--- BEGIN GIVEN TEXT ---

# " Remember Me" is not working in IE



## Rosegarden (Feb 11, 2009)

" Remember Me" feature is not working in IE whereas it works in Mozilla Firefox. Once i type my user name and password and check the " Remember Me" feature, next time when i visit the website i won't need to type username and password , right?

Any suggestion, 

Thanks,


----------



## leroys1000 (Aug 16, 2007)

You may need to lower the security settings in internet explorer
to make sure it is accepting cookies.
Tools/internet options.


----------



## Rosegarden (Feb 11, 2009)

Thanks a lot for your response. I tried but it failed. It still does not remember the username/password. Is it possible to give me step by step instructions. Maybe i did smt wrong


----------



## leroys1000 (Aug 16, 2007)

Try this.............
http://www.betfred.com/help/static/cookiehelp_ie.htm


----------



## Rosegarden (Feb 11, 2009)

Thanks a lot for your response. I follow all the instructions and restarted the IE, but i still have the same problem. I need to retype my password/username each time i want to log in . Any other suggestions.

Rosegarden


----------



## Rosegarden (Feb 11, 2009)

Also, i forgot to say that when i log in with my gmail account it does not fill the password automatically, but when i log in with my hotmail account it does fill out the password automatically. Anyway, remember me is not working in a way it is in Mozilla Firefox.

Thanks,


----------



## leroys1000 (Aug 16, 2007)

Still wont accept gmails cookies for some reason.
I use this,might want to try it.
http://toolbar.google.com/gmail-helper/notifier_windows.html
It will log you into gmail when windows boots and notify you
when you have mail.
You can right click the icon in the taskbar and click veiw inbox
to go straight to your gmail.


----------



## Rosegarden (Feb 11, 2009)

--- END GIVEN TEXT ---

◆ **STATED EXERCISE A**
In the records, lay out the lines from the line containing "# Trace the outline of every instance of the open" to the line containing "78), (150, 81)]" as a JSON list of strings, one string per line, skipping any blank lines.
The forum thread above has nothing to do with the records that come after it.

--- BEGIN RECORD LIST ---

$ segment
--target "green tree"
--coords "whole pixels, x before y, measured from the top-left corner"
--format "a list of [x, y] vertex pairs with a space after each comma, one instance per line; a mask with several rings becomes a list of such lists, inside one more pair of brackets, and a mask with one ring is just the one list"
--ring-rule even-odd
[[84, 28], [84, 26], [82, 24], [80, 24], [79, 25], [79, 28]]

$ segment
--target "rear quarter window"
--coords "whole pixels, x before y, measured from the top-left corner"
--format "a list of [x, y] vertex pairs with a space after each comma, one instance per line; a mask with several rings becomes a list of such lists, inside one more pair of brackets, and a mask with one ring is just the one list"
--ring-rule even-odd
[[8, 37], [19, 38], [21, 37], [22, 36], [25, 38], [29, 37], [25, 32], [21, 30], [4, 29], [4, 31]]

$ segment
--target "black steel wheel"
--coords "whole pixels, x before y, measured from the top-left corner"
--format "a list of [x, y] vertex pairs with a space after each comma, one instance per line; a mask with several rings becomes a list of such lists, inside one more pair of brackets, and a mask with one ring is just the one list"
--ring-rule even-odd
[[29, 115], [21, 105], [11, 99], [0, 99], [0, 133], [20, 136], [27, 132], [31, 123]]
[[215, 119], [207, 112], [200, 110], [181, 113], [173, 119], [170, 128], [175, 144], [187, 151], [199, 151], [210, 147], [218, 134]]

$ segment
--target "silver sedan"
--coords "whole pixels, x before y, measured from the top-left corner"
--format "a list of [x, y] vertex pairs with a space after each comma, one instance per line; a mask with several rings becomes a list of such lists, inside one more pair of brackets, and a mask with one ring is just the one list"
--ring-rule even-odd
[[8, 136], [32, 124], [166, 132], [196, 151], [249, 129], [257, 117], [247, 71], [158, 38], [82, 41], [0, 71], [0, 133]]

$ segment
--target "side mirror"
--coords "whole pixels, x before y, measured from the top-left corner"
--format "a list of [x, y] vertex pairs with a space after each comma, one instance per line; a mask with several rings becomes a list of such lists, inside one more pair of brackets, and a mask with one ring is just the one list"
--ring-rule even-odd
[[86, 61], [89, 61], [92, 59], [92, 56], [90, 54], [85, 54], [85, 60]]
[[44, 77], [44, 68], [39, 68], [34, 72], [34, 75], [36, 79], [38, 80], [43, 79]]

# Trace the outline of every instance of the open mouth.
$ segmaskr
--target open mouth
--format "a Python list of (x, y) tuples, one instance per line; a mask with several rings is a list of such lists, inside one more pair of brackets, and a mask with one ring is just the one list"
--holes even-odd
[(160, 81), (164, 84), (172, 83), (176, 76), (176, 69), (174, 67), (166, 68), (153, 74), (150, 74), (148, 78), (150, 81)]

--- END RECORD LIST ---
--- BEGIN RECORD LIST ---

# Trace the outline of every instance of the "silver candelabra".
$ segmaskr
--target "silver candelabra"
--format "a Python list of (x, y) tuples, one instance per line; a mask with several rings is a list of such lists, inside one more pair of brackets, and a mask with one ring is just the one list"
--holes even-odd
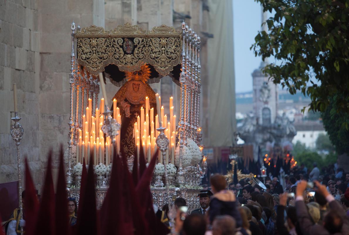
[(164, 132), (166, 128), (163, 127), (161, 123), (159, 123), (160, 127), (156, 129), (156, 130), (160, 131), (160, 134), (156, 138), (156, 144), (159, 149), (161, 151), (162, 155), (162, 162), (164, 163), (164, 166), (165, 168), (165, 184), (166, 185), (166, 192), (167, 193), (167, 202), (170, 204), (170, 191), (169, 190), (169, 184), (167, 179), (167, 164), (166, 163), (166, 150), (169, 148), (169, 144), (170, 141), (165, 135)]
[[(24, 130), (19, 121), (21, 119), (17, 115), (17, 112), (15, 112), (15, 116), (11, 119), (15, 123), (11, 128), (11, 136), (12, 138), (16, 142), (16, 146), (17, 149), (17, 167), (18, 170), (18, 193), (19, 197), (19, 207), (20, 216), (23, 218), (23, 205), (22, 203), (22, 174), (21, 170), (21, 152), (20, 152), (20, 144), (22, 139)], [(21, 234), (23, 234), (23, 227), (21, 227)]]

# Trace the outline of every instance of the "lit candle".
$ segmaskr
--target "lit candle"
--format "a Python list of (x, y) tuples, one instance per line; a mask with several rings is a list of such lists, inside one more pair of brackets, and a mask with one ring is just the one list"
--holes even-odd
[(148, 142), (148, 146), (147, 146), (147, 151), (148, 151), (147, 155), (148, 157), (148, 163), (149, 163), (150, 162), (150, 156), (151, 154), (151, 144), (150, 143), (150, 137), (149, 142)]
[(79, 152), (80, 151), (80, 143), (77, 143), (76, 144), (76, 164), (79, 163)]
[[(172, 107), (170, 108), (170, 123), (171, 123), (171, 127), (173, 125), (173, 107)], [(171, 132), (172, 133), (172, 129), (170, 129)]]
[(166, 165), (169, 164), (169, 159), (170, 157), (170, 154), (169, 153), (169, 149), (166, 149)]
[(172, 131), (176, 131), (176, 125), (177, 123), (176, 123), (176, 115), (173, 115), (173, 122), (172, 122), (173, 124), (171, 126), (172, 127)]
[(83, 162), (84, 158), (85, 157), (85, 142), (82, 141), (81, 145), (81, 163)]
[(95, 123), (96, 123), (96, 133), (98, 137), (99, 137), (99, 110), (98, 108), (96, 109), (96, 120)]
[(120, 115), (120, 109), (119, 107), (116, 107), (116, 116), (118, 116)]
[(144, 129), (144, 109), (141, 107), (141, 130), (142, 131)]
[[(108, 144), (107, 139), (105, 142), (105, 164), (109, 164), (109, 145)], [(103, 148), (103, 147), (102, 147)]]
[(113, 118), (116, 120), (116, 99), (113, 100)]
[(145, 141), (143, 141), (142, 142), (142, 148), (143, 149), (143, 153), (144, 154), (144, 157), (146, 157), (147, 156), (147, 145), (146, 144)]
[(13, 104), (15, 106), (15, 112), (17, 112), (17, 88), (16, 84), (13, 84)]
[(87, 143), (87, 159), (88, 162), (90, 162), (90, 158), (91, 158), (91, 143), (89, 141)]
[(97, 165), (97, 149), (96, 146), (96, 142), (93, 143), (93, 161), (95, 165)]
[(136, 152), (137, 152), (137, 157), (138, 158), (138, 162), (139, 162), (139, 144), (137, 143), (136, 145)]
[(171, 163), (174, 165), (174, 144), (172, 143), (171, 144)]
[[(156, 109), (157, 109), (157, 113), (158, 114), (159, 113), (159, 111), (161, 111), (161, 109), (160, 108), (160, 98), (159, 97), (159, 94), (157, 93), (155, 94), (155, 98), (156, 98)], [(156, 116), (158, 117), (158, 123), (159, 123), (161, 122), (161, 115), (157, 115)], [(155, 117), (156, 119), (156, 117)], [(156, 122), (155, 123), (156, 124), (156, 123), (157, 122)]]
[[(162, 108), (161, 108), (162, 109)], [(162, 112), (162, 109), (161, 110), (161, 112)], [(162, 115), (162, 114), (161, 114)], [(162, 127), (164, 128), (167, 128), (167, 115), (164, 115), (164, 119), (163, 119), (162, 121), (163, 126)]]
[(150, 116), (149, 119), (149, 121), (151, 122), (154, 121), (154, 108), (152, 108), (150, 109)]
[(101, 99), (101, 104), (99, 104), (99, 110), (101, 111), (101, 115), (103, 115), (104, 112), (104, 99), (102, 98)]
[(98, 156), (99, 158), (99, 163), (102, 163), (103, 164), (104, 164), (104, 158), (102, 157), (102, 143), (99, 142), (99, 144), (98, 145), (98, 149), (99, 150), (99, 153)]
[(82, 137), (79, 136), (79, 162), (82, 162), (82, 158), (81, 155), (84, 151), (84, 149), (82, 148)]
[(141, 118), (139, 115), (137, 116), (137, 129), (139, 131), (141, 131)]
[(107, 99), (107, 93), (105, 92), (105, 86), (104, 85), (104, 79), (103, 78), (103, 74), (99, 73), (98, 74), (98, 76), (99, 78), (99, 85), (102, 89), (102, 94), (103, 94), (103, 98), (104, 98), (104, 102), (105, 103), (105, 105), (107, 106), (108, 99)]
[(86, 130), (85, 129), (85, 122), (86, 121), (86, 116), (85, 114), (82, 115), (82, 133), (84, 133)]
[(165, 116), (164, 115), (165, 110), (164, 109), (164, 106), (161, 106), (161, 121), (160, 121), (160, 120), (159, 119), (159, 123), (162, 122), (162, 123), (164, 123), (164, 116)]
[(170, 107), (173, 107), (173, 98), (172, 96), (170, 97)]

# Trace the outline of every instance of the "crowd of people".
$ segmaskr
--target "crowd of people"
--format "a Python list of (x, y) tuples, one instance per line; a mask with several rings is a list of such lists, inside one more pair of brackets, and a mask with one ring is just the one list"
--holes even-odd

--- END RECORD LIST ---

◆ **STATED EXERCISE B**
Repeat the part of the "Remember Me" forum thread from "Also, i forgot" to "for some reason." word for word.

◆ **TASK ANSWER A**
[
  "# Trace the outline of every instance of the open mouth.",
  "$ segmaskr",
  "--target open mouth",
  "--format \"a Python list of (x, y) tuples, one instance per line; a mask with several rings is a list of such lists, inside one more pair of brackets, and a mask with one ring is just the one list\"",
  "--holes even-odd",
  "[(160, 81), (164, 84), (172, 83), (176, 76), (176, 69), (174, 67), (166, 68), (153, 74), (150, 74), (148, 78), (150, 81)]"
]

◆ **TASK ANSWER B**
Also, i forgot to say that when i log in with my gmail account it does not fill the password automatically, but when i log in with my hotmail account it does fill out the password automatically. Anyway, remember me is not working in a way it is in Mozilla Firefox.

Thanks,


----------



## leroys1000 (Aug 16, 2007)

Still wont accept gmails cookies for some reason.